Yapılacak iş: Aşağıdaki cinlerle ilgili metni son cümlesinden sonra gelecek biçimde sürdürün.

Verilen metin:
· · · · · · ·

8- Kur’an’da onlarca yerde, iblisin, ta Adem’in yaratılışından beri insanı yoldan çıkartmaya azmettiği gerçeği açıklanmaktadır. O zamandan beri cinlerden şeytan olanlar insanları yoldan çıkarmaya çalışmaktadır. Ama insana musallat olarak ona zorla bir şeyi yaptırma gücüne sahip değillerdir. Fakat insanların kalbine vesvese verirler ve onları kötü yola teşvik ederek çirkin ve kötü şeyleri güzel gösterir, onları yoldan çıkarmaya çalışırlar. Mesela Bkz: 4:117-120; 7:11-17; 14:20; 15:30-42; 16:98-100; 17:65.

Kur’an’da, cahiliye döneminde müşrik Arapların, cinleri Allah’ın ortağı sayarak onlara ibadet etmekte oldukları ve onları Allah’a nispet ettikleri bildirilmiştir. Bkz: 6:100; 34:40-41; 37:158.

Cinler ile ilgili olarak ayrıca; Maide, 5:56; Araf, 7:38; Hud, 11:119; Fussilet, 41:25-29; Ahkaf, 46:18; Nas, 114:6 ve Râhmân Suresine bakabilirsiniz.

2. (Kur’an) Rüşde (doğru yolu bulup kararlılıkla benimsemeye) hidayet (kılavuzluk) ediyor. Bundan dolayı onunla iman ettik. Ve artık Rabbimize kimseyi ortak koşmayacağız.

 Bundan şu sonuçlara varabiliriz:

1- Cinler, Allah’ın varlığını ve Rab oluşunu inkâr etmiyorlar.

2- Onlarda da insanlar gibi Allah’a ortak koşan müşrikler vardır.

3- Cinler için semavi kitapların nüzulü söz konusu değildir. Dolayısıyla içlerinden iman edenler ancak insanlara kitap getiren Nebilerle iman ederler. Bu husus 46:29-31 ayetlerinden de anlaşılmaktadır. Sonuç olarak Musa’nın ve Muhammed’in davetinin muhatabının hem insanlar ve hem de cinler olduğu anlaşılmaktadır.

4- Cinlere de elçiler yani resuller gönderilmektedir. ““Ey cin ve insan topluluğu! İçinizden size ayetlerimi kıssa eden ve bu buluşma gününüz hakkında sizi uyaran resuller gelmedi mi?” “(Evet) Kendi aleyhimize şahitlik ederiz.” dediler. (6:130)

3. Ve elbette ki Rabbimizin şanı yüksek olandır. O, bir sahibe (bir kadın eş, dost) de bir evlat da edinmedi.

4. Bizim sefihimiz (akılsızımız iblis) de gerçekten de Allah’a iftira edermiş!

5. Biz de gerçekten insanların ve cinlerin, Allah hakkında yalan söylemeyeceğini sanmıştık (ona inanmıştık).”

6. Ve şüphesiz, insten (insanlardan) olan ricaller (adamlar), cinden bazı adamlarla korunurdu. Böylece onların azgınlıklarını artırıyordu.

· · · · · · ·

Listelenen kayıtlar:

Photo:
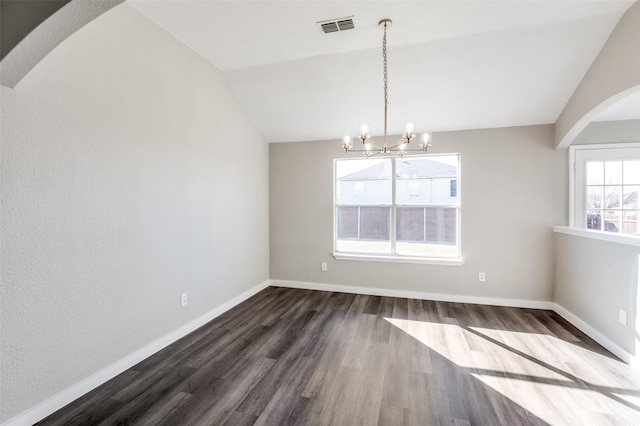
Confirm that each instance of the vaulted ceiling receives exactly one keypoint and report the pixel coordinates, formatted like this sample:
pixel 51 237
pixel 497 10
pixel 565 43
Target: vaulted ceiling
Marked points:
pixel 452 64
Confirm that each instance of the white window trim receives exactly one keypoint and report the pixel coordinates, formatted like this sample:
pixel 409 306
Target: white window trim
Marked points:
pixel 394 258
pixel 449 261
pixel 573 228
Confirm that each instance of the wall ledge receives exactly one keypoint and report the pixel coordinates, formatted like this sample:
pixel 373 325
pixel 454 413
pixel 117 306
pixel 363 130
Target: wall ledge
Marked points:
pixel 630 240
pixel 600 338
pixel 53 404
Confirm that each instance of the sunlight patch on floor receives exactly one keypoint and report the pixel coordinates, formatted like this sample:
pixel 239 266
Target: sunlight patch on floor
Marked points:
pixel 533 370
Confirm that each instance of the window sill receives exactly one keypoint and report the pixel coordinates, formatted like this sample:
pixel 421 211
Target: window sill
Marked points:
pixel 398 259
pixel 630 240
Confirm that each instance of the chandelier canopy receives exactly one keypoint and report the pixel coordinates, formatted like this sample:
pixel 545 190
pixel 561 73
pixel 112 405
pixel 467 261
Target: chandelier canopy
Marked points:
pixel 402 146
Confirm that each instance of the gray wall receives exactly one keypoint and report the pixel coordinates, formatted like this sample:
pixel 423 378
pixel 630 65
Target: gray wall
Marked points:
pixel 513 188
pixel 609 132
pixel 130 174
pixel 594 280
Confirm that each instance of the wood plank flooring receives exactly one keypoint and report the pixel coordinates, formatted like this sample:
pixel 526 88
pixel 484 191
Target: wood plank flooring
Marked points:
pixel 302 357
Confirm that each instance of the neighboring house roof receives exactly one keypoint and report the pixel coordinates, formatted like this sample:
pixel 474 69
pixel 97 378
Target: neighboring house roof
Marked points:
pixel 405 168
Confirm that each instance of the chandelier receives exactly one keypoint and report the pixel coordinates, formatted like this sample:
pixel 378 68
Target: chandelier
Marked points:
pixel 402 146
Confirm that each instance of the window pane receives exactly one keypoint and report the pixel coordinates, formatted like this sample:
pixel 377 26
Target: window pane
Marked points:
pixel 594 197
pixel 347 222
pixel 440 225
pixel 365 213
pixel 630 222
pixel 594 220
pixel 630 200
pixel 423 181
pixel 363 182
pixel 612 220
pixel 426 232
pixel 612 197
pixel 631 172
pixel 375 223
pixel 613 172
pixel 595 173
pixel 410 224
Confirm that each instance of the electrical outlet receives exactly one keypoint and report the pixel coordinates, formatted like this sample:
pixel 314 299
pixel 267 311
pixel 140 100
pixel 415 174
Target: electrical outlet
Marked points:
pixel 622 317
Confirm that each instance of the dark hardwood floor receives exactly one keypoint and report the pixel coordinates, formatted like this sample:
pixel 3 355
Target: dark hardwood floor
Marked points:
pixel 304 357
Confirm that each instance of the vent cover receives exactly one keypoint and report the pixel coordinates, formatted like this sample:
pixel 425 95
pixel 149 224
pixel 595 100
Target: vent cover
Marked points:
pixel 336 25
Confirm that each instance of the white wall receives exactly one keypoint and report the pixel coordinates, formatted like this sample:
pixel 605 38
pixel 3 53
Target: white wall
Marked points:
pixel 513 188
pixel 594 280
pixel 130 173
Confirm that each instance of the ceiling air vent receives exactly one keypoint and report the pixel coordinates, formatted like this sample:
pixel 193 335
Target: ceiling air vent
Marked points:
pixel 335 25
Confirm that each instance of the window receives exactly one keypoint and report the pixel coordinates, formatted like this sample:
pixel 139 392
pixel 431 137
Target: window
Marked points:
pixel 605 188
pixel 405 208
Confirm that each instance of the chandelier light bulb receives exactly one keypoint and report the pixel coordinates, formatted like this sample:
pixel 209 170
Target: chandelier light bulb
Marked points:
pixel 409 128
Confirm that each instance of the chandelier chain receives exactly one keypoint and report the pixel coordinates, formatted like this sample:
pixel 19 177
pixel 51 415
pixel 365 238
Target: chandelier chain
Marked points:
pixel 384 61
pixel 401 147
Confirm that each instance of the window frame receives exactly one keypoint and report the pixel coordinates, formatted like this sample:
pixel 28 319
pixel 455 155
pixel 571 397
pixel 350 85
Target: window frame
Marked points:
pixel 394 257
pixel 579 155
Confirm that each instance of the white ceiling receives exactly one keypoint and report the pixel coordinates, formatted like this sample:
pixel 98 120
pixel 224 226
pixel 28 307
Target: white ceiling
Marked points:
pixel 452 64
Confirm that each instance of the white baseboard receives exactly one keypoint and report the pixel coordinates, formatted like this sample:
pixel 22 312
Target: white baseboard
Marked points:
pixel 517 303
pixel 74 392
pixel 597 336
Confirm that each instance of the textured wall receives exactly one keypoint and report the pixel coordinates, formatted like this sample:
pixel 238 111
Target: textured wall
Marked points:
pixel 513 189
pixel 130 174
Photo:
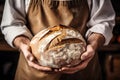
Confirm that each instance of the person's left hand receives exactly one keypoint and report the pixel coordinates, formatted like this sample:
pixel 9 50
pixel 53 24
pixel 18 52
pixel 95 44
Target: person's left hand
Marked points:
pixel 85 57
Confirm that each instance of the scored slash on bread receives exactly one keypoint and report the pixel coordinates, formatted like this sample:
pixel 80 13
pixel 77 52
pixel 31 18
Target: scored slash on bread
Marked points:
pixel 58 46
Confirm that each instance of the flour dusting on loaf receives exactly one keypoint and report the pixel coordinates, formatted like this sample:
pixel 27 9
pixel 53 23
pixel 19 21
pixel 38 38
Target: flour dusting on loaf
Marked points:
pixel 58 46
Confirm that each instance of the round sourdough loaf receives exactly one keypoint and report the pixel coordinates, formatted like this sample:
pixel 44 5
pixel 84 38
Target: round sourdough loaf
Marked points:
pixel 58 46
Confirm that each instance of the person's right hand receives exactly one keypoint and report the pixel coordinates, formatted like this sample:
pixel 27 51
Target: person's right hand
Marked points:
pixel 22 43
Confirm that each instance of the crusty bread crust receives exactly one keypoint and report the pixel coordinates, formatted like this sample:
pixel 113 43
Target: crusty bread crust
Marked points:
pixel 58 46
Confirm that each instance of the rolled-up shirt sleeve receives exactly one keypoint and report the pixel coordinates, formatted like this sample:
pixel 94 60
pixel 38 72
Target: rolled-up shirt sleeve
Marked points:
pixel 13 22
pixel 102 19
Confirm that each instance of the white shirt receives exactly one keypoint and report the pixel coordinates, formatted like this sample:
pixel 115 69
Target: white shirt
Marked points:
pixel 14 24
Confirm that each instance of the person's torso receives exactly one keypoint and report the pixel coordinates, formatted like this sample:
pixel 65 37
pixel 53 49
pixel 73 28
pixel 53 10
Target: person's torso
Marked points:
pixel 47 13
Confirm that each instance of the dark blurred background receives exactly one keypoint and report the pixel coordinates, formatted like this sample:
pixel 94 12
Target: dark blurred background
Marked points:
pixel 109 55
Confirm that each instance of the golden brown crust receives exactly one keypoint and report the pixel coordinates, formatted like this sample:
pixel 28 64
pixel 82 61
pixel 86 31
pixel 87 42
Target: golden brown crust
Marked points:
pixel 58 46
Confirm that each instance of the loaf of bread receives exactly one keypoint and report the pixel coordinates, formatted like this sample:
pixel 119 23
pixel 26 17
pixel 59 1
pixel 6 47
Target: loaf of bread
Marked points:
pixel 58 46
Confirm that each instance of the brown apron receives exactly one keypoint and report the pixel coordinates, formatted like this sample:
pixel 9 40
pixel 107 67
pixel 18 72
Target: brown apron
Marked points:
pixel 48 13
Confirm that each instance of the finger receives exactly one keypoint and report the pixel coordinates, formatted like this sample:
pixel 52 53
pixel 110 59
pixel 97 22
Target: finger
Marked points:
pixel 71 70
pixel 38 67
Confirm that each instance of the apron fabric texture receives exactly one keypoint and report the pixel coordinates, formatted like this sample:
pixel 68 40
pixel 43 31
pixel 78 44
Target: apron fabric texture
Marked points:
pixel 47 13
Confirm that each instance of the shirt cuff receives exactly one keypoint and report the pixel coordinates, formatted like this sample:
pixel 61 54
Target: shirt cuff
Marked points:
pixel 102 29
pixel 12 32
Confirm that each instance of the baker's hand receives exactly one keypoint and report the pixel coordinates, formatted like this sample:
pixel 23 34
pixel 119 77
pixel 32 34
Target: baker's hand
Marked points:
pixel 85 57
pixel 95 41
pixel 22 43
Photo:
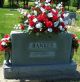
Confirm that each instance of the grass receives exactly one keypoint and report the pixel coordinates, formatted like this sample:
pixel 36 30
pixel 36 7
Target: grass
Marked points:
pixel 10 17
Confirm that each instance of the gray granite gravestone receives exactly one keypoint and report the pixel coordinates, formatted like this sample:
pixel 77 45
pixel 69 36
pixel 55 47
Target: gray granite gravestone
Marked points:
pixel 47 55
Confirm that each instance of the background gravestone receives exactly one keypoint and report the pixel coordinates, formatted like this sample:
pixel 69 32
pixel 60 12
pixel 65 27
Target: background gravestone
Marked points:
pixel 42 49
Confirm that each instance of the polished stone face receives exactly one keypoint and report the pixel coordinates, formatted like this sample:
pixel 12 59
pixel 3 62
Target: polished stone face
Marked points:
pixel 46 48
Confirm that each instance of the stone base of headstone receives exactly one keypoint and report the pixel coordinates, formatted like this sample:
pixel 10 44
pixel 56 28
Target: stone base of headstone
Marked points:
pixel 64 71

· · · · · · ·

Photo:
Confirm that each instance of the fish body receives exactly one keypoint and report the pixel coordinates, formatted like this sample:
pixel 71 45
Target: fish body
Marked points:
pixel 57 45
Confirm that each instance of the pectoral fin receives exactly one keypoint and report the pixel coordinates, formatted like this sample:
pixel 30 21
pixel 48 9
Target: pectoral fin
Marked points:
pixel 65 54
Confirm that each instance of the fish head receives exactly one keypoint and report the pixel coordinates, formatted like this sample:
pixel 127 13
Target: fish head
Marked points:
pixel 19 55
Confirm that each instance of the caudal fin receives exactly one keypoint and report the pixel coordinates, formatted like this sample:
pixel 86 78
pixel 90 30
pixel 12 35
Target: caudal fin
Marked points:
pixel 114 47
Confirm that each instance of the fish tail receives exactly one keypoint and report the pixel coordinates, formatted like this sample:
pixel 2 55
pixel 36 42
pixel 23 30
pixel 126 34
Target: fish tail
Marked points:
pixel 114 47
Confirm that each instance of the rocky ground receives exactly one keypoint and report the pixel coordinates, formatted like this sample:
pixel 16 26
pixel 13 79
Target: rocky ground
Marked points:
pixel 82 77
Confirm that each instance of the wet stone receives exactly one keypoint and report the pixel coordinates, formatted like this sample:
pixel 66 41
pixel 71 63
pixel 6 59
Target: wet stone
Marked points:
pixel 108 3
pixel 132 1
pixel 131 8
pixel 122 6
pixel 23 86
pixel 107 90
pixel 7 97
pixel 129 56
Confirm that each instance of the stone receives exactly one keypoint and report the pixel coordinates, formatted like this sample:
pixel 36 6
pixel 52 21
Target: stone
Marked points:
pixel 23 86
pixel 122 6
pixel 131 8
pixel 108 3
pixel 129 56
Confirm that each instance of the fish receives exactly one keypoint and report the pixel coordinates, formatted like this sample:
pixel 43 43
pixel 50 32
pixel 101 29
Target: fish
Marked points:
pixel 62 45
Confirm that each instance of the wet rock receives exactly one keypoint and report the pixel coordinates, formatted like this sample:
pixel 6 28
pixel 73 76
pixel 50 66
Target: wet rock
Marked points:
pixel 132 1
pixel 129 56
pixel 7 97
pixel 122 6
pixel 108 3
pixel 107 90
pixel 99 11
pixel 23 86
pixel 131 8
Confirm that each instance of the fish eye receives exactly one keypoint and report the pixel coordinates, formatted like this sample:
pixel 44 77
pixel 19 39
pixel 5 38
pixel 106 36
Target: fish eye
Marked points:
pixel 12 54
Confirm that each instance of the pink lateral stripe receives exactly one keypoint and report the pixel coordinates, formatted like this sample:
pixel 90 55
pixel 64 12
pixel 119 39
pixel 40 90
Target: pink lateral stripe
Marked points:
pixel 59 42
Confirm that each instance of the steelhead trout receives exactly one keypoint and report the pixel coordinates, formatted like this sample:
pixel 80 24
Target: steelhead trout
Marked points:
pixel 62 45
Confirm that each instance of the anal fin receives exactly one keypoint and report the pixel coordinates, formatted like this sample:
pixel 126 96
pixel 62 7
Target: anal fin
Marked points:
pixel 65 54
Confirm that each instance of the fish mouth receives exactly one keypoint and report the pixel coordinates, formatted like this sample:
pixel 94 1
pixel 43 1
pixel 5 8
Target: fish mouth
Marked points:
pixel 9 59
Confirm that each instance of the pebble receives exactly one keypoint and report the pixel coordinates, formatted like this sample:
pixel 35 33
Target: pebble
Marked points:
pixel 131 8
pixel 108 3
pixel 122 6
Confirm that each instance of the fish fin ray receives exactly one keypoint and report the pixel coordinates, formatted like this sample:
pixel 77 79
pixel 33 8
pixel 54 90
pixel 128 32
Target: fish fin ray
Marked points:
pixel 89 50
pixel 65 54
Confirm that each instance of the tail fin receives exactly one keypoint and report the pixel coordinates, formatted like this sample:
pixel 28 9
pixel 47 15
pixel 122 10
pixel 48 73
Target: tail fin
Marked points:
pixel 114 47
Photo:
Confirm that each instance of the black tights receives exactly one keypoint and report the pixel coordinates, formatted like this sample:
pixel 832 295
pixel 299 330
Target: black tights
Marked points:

· · · · · · ·

Alıştırma cevabı:
7. Şüphesiz ki onlar da sizin zannınız gibi, Allah’ın kimseyi (elçi olarak) göndermeyeceğini sanmışlardı.

8. “Ve semaya dokunduk ve onun güçlü muhafızlarla ve şihablarla (alevlerle, ışınlarla) doldurulmuş olduğunu gördük.

9. Elbette ki biz de (haber) dinlemek için oturma yerlerinde oturuyorduk. Fakat şimdi kim dinlemek isterse, kendisini gözetleyen1 bir şihab (alev, ışın) buluyor.

10. Yeryüzündekiler için bir şer mi istendi, yoksa Rableri onlar için bir irşâd (doğru yola ulaştırmak) mı istedi, elbette ki biz bilmeyiz.

11. Ve elbette ki içimizde salihlerden (dürüst ve erdemli) de var, bunun dışında olanlar da var. Bizler de çeşitli tariklerdeyiz (yollardayız).

12. Şüphesiz ki bizler de yeryüzünde Allah'ı aciz bırakamayacağımızı ve kaçmakla da O'nu aciz bırakamayacağımızı sandık.

13. Hidayeti (kılavuzu, Kur’an’ı) işittiğimiz zaman da elbette ki onunla iman ettik.  O halde kim Rabbi ile iman ederse (O’nun aracılığıyla inanır ve güvenirse), o zaman hakkının verilmemesinden korkmaz, sıkıntı yaşamaktan da.  

14. Ve elbette ki bizden Müslim (teslim) olanlar da bizden sapanlar da var. Artık kim (Allah’a) teslim olursa, araştırıp rüşde (hak olan yola) erenler işte onlardır.

15. Hak yoldan sapanlar ise, cehennem için odun olanlar da onlardır.

16. Ve eğer yolda istikamet (doğru yön) üzerinde olsalardı, elbette ki onları bereketli bir kaynak suyu ile sulardık.

17. Onları onunla fitneye (sınava, karışıklığa) uğratmak için… Ve kim Rabbinin zikrini (hatırlatıcı olan vahyi) umursamazsa, (Allah) onu şiddeti artan3 bir azaba sokar.

18. Şüphesiz ki mescitler Allah’ındır. Öyleyse Allah ile birlikte kimseye dua etmeyin!

19. Allah’ın kulu da O’na (Allah’a) duaya kalktığı zaman, (müşrikler) adeta birbirlerini ezerek onun üzerine topluca üşüşürlerdi.

20. De ki: “Ben sadece Rabbime dua ederim. O’na da kimseyi ortak koşmam.”  

21. De ki: “Size bir zarar vermeye de sizi irşad etmeye (doğru yola ulaştırma) de elbette ki benim gücüm yetmez.”

22. De ki: “Elbette ki kimse beni Allah’tan koruyamaz. O’nun dışında bir sığınak da asla bulamam.”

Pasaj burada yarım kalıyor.